# YOUR TASK:
Using the entries below, show all lines with the string "grass".

* * * * * * * * *

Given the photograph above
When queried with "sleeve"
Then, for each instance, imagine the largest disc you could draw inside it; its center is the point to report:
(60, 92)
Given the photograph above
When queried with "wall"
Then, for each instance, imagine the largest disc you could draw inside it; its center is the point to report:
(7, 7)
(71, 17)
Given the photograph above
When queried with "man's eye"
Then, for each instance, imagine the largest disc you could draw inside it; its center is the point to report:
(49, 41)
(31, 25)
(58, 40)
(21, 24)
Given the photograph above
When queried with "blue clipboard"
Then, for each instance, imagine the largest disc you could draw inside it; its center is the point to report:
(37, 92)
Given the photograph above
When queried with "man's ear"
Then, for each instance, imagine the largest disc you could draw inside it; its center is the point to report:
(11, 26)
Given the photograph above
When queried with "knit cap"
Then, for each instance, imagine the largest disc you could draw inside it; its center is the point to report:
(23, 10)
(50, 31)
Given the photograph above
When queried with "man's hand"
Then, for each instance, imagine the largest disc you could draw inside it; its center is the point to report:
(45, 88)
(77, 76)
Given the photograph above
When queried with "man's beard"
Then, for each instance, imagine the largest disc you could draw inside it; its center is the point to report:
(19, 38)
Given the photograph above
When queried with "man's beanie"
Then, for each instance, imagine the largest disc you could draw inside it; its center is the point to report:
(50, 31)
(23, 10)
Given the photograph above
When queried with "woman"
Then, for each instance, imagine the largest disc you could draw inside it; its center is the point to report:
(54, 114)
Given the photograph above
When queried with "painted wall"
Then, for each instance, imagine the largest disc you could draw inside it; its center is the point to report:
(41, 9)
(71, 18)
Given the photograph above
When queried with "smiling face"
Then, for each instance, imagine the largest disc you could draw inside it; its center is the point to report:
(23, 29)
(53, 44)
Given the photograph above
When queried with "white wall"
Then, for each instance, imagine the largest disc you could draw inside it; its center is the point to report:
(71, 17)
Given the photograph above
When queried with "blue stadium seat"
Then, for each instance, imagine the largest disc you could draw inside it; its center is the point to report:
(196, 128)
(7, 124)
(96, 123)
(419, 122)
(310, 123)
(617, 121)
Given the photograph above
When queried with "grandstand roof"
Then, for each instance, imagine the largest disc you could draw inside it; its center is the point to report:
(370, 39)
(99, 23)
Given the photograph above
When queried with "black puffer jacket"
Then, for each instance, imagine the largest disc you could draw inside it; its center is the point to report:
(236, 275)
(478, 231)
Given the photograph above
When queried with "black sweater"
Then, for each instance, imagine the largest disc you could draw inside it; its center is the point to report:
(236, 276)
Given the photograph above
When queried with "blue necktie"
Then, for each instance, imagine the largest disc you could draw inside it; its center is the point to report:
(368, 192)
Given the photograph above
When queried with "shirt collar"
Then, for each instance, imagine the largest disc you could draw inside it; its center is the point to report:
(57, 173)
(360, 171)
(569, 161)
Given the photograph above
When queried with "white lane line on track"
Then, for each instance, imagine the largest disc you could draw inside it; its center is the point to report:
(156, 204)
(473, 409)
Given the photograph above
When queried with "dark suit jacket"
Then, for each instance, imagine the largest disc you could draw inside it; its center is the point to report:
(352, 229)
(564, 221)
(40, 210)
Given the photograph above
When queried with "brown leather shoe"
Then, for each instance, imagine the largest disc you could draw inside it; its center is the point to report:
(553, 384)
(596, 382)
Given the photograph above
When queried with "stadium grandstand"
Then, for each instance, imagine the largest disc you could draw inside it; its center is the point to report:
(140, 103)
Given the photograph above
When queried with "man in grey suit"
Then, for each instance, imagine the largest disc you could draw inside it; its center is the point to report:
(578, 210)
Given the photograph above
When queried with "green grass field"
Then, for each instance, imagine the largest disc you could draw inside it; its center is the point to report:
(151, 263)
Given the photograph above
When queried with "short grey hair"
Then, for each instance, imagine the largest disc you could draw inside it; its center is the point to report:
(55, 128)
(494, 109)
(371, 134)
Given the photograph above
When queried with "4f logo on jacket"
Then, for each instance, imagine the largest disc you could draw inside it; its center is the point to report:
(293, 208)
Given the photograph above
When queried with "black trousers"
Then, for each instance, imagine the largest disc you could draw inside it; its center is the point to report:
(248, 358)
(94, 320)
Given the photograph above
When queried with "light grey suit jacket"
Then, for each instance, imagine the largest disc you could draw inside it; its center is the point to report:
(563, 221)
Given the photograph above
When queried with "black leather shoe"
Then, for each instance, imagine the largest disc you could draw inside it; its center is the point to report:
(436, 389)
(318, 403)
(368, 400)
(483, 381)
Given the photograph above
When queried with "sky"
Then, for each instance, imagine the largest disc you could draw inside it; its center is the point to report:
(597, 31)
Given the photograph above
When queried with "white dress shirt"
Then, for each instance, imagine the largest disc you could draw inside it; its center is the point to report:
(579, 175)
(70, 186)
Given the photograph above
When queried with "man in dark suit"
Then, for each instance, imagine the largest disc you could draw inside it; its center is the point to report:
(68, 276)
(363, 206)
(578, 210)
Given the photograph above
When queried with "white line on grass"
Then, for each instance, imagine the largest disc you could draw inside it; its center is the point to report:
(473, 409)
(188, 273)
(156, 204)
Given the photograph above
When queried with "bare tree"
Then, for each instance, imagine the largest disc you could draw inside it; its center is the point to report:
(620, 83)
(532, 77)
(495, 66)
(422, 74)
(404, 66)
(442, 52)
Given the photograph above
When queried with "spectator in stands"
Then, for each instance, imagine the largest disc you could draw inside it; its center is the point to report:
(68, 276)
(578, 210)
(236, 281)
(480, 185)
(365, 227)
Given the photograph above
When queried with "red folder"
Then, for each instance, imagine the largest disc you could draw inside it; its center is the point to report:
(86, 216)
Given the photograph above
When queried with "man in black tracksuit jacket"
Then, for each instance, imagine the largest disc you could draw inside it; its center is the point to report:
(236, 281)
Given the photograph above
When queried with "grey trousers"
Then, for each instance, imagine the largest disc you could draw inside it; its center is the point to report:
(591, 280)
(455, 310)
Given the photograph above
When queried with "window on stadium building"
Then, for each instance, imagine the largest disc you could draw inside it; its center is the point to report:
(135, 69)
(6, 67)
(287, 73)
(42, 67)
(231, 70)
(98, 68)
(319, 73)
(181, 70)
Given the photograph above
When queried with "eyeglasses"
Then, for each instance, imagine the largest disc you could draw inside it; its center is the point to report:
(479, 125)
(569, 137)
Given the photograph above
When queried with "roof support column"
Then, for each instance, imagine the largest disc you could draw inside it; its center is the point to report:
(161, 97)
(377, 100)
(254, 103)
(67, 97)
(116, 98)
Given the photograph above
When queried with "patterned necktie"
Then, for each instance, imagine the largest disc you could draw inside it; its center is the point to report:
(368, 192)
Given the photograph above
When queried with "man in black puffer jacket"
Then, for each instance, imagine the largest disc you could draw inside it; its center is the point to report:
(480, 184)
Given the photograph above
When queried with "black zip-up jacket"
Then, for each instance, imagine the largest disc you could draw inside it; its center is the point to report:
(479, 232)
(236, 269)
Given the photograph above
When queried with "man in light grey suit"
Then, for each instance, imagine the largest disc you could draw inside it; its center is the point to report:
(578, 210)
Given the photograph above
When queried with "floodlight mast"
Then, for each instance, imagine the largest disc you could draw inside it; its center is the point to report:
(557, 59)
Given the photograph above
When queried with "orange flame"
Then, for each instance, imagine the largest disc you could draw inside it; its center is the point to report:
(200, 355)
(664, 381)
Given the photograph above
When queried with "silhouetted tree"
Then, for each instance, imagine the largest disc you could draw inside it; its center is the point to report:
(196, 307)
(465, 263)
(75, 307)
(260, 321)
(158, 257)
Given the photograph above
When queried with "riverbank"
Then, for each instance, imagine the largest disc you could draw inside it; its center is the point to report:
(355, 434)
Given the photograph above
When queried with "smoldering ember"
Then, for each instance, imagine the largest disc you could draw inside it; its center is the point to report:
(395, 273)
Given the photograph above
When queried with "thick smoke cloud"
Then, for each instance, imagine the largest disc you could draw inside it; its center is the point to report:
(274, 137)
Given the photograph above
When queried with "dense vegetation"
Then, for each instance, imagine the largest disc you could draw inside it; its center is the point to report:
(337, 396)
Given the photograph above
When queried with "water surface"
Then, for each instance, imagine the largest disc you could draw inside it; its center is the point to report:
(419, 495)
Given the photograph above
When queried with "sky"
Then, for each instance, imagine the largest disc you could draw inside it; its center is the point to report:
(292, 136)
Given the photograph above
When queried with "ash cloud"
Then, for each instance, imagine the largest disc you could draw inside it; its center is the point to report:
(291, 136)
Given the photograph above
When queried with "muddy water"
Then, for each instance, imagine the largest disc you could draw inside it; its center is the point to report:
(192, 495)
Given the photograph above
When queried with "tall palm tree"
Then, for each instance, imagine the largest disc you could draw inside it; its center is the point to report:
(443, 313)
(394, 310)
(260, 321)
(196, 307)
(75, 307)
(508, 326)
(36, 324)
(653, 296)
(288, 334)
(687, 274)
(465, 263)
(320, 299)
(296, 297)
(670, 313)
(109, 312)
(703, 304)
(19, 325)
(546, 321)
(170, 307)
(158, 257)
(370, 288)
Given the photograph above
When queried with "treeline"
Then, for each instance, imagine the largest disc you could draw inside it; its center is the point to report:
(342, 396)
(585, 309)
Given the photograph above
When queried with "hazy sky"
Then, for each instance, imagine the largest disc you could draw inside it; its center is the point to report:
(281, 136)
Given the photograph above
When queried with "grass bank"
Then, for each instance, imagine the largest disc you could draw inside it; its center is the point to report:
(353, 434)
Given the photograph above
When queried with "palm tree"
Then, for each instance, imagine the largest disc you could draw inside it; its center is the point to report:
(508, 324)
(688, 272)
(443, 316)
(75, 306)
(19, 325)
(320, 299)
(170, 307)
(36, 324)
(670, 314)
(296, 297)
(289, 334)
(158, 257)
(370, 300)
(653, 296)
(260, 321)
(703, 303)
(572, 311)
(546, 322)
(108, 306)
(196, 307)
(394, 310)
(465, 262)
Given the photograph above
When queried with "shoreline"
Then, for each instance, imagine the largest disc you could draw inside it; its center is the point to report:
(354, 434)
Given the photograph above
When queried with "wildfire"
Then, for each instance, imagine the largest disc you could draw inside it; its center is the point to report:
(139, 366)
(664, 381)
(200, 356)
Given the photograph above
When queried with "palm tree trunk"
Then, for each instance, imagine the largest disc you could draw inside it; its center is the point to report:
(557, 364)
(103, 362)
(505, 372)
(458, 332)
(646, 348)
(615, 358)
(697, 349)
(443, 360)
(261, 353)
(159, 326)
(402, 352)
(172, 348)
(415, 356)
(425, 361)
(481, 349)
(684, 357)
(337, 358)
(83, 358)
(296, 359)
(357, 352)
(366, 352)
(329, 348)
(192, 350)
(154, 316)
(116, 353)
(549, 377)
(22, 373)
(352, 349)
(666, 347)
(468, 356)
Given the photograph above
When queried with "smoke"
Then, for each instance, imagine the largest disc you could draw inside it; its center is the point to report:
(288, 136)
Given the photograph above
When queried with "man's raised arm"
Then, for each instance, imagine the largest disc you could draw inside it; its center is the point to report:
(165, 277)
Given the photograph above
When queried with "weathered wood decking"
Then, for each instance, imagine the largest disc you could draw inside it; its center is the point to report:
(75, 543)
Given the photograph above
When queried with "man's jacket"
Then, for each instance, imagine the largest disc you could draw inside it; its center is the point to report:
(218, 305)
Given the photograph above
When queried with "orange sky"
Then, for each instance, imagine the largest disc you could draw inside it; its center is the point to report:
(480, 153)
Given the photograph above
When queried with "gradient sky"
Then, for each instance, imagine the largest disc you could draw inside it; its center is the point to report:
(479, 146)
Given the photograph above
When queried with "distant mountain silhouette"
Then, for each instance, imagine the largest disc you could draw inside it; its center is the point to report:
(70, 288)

* * * * * * * * *

# EXERCISE OUTPUT:
When queried with "green grass field"
When queried with "white line on grass"
When queried with "grass bank"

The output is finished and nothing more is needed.